[TAREFAS]
a) Transcreva inteiro, sem mudar nada, o texto sobre o aniversário no Chile.
b) Separe e copie cada linha da lista que contém a palavra "brick", levando em conta maiúsculas e minúsculas.

[TRECHO ORIGINAL]
#####
O objeto que fala com a alma

Bianca Kiszewski de Medeiros
Clube da Escrita Afetuosa
2 min readMar 31, 2022

Era o meu aniversário de 34 anos. Eu havia escolhido passar essa minha virada pessoal no Chile realizando meu primeiro intercâmbio e estreando a aventura de viajar sozinha. Exatamente no dia da minha celebração meus pais desembarcaram em Santigo e nós três juntos brindamos com um bom vinho chileno que eu havia ganhado de presente da escola de espanhol e sanduíches na cozinha de um apartamento aconchegante aquela data que pra mim sempre é muito especial. Amo fazer aniversário. Naquela noite meu pai comentou que não havia comprado nenhum presente, pois não conseguia mais saber do que eu gostava ou precisava. Compreensível entender a leitura dele sobre mim, afinal, eu também estava redescobrindo meus gostos e necessidades.
#####
[INFORMAÇÕES FORNECIDAS]
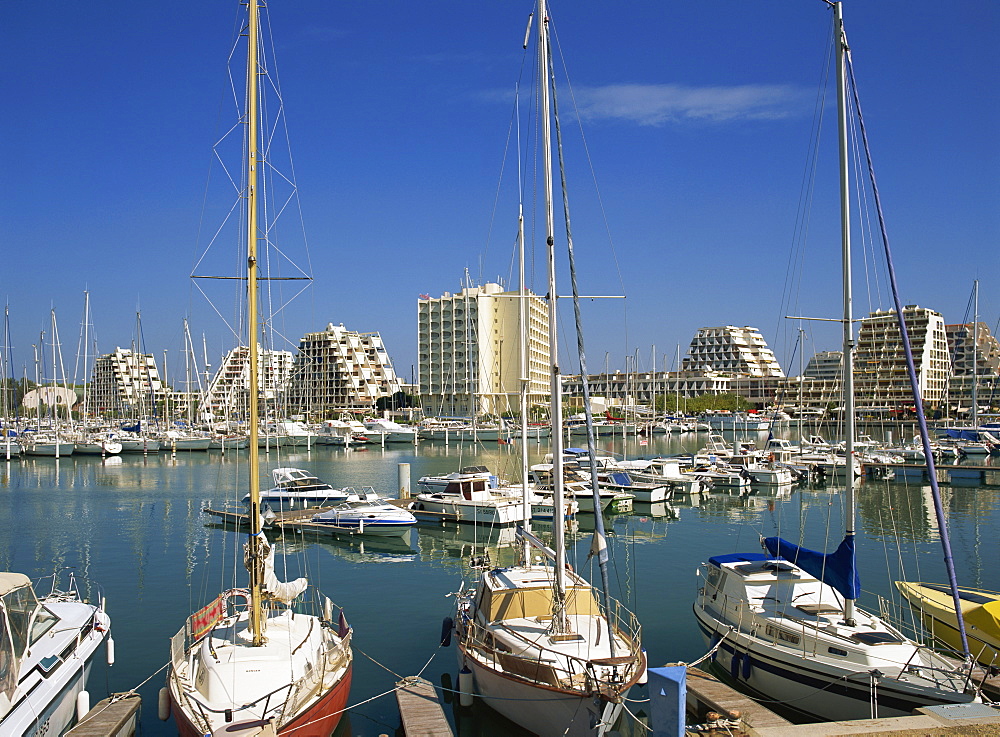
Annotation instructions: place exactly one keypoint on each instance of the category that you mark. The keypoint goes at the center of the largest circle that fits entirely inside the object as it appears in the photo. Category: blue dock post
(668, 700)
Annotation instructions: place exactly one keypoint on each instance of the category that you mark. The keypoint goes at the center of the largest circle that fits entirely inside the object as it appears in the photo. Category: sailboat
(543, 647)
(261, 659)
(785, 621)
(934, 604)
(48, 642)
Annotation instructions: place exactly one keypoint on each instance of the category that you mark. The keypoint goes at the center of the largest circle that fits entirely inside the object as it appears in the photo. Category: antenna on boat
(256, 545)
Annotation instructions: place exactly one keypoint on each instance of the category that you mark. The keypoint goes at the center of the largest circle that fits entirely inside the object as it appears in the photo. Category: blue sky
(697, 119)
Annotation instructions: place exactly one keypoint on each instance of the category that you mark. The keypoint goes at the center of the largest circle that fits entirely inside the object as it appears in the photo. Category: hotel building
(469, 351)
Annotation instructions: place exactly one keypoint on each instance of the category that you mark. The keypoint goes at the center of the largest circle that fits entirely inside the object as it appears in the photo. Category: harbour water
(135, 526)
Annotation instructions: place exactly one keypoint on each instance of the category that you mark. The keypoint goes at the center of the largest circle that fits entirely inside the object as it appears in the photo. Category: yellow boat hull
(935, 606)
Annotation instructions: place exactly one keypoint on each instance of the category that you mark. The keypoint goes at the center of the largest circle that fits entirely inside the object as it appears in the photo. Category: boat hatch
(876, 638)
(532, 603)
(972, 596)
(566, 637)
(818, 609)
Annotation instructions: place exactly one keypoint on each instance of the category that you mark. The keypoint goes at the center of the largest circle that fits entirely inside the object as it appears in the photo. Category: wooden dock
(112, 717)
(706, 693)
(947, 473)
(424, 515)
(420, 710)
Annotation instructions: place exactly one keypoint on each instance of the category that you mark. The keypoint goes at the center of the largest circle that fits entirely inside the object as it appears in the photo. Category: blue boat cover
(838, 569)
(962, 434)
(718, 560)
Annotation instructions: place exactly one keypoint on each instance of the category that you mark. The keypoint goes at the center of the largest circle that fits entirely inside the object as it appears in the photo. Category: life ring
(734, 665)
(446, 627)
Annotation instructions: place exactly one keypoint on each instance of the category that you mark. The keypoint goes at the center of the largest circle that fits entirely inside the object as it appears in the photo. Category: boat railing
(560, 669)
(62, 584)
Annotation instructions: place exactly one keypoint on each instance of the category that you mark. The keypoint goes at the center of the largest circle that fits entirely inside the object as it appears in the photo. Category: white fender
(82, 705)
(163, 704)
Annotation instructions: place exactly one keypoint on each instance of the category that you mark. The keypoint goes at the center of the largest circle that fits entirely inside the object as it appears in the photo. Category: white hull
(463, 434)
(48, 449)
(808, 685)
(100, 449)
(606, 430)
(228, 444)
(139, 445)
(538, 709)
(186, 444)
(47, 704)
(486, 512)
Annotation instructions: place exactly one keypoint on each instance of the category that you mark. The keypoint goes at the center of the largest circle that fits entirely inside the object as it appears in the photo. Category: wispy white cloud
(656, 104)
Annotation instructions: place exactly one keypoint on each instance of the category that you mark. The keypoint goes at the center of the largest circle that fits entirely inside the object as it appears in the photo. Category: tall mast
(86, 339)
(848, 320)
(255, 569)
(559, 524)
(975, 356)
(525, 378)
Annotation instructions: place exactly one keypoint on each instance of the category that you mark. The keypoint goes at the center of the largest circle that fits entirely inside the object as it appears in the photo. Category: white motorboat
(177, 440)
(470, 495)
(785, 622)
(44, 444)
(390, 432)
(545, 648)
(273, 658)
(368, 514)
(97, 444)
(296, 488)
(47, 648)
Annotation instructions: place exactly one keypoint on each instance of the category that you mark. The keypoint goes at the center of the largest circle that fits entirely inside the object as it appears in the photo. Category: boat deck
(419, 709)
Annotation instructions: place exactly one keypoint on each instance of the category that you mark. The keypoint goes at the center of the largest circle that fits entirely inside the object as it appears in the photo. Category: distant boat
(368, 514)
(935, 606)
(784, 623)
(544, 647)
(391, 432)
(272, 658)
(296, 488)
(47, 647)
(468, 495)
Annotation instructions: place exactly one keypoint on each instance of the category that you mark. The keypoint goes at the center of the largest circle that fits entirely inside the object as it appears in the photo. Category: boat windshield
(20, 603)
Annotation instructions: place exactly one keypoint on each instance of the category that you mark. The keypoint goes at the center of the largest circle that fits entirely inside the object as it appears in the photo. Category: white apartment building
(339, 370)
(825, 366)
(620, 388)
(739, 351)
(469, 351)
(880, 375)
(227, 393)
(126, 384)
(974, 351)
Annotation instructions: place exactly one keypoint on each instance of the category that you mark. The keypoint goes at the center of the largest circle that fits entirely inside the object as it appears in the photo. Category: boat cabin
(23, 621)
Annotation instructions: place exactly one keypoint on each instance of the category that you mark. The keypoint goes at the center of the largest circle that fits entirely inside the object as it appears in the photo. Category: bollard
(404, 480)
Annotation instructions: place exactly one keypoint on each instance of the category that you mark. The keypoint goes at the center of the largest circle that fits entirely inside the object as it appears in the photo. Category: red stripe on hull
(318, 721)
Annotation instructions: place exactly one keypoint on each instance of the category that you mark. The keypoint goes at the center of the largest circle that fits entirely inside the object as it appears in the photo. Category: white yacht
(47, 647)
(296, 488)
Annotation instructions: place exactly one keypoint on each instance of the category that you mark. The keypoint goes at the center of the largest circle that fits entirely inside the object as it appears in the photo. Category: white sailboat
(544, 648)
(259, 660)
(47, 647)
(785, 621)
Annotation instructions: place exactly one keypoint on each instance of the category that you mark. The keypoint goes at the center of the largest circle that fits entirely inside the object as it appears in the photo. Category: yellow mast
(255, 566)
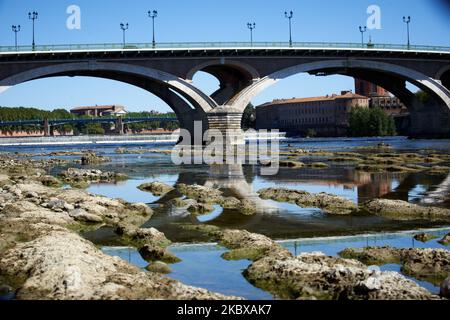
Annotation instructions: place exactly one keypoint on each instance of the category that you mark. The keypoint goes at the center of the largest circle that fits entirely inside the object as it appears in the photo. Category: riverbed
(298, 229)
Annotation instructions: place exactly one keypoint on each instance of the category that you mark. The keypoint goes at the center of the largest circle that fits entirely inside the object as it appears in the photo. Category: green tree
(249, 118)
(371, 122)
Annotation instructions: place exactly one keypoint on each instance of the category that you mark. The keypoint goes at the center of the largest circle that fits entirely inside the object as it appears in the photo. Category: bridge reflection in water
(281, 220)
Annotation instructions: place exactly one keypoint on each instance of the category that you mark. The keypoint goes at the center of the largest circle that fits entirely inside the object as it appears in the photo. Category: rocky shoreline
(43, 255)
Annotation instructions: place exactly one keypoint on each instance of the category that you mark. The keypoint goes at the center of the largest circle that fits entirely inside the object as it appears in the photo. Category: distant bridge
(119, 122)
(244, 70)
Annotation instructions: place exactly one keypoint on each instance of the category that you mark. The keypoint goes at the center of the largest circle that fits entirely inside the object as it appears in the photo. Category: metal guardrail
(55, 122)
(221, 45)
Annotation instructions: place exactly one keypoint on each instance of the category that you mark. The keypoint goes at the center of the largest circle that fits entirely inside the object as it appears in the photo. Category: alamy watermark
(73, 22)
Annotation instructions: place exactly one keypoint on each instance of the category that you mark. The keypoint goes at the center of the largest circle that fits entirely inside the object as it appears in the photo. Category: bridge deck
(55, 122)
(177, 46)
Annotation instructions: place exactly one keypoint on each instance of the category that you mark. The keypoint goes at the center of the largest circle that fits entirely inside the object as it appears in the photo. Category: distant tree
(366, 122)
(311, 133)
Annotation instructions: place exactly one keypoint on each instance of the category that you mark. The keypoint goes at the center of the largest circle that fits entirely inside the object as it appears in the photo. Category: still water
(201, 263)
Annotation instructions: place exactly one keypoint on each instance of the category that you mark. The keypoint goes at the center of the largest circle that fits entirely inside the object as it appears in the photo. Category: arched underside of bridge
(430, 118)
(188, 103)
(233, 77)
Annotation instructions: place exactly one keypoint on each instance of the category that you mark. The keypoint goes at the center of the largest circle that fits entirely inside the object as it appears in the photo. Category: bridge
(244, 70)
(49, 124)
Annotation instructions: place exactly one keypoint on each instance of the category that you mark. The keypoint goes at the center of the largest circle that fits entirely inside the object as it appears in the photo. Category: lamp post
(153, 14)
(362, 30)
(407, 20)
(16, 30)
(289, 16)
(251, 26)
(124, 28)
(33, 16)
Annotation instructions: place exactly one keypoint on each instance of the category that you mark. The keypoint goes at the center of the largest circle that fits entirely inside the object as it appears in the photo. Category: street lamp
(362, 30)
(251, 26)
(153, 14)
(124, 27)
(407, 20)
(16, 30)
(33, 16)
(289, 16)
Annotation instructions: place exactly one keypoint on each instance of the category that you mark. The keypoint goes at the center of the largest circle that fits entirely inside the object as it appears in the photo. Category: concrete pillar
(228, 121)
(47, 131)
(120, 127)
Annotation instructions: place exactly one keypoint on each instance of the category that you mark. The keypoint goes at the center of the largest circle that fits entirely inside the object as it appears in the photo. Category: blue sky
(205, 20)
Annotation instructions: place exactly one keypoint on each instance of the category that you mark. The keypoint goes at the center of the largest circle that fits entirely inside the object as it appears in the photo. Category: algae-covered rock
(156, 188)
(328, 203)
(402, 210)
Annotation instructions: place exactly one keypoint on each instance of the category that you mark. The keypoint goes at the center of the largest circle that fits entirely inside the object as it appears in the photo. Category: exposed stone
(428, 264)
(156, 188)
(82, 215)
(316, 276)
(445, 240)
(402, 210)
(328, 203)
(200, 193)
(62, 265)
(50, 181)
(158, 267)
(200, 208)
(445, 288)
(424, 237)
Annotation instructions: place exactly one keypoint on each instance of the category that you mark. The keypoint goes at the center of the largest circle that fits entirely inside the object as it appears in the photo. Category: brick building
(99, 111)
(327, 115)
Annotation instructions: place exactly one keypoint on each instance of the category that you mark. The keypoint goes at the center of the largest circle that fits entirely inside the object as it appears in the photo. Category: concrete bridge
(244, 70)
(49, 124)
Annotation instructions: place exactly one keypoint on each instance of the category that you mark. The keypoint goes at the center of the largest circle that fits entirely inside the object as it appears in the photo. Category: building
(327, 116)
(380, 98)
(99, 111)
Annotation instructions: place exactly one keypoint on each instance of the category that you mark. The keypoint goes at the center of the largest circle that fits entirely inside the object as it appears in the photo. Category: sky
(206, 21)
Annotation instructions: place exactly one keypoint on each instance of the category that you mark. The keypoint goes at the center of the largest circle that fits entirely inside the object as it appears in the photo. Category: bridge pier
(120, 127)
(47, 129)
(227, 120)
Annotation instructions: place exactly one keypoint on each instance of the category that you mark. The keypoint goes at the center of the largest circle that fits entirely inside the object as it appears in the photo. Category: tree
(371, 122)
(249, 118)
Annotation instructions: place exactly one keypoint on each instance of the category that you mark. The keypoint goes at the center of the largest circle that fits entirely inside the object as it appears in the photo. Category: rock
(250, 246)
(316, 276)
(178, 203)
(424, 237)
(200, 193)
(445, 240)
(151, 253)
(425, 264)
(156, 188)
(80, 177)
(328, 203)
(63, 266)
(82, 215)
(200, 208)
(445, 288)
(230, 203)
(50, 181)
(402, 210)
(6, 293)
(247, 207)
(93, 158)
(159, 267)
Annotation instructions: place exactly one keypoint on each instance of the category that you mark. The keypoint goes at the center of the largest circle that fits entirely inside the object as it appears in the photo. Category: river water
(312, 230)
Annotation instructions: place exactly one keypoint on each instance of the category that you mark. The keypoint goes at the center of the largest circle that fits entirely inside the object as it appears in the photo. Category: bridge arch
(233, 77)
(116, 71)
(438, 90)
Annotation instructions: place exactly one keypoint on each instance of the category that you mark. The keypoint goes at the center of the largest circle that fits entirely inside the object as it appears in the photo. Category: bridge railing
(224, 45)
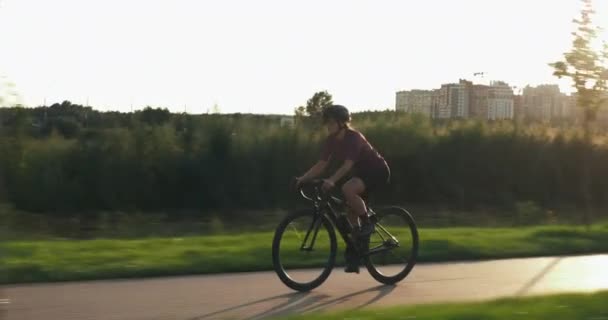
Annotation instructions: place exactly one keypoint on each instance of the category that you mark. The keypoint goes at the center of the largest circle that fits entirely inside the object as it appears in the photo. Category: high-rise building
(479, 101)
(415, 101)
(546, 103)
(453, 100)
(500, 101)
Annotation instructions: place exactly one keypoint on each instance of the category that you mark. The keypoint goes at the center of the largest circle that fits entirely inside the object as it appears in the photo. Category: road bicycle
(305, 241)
#####
[RESPOSTAS DADAS]
a)
O objeto que fala com a alma

Bianca Kiszewski de Medeiros
Clube da Escrita Afetuosa
2 min readMar 31, 2022

Era o meu aniversário de 34 anos. Eu havia escolhido passar essa minha virada pessoal no Chile realizando meu primeiro intercâmbio e estreando a aventura de viajar sozinha. Exatamente no dia da minha celebração meus pais desembarcaram em Santigo e nós três juntos brindamos com um bom vinho chileno que eu havia ganhado de presente da escola de espanhol e sanduíches na cozinha de um apartamento aconchegante aquela data que pra mim sempre é muito especial. Amo fazer aniversário. Naquela noite meu pai comentou que não havia comprado nenhum presente, pois não conseguia mais saber do que eu gostava ou precisava. Compreensível entender a leitura dele sobre mim, afinal, eu também estava redescobrindo meus gostos e necessidades.

b)
Annotation instructions: place exactly one keypoint on each instance of the category that you mark. The keypoint goes at the center of the largest circle that fits entirely inside the object as it appears in the photo. Category: brick building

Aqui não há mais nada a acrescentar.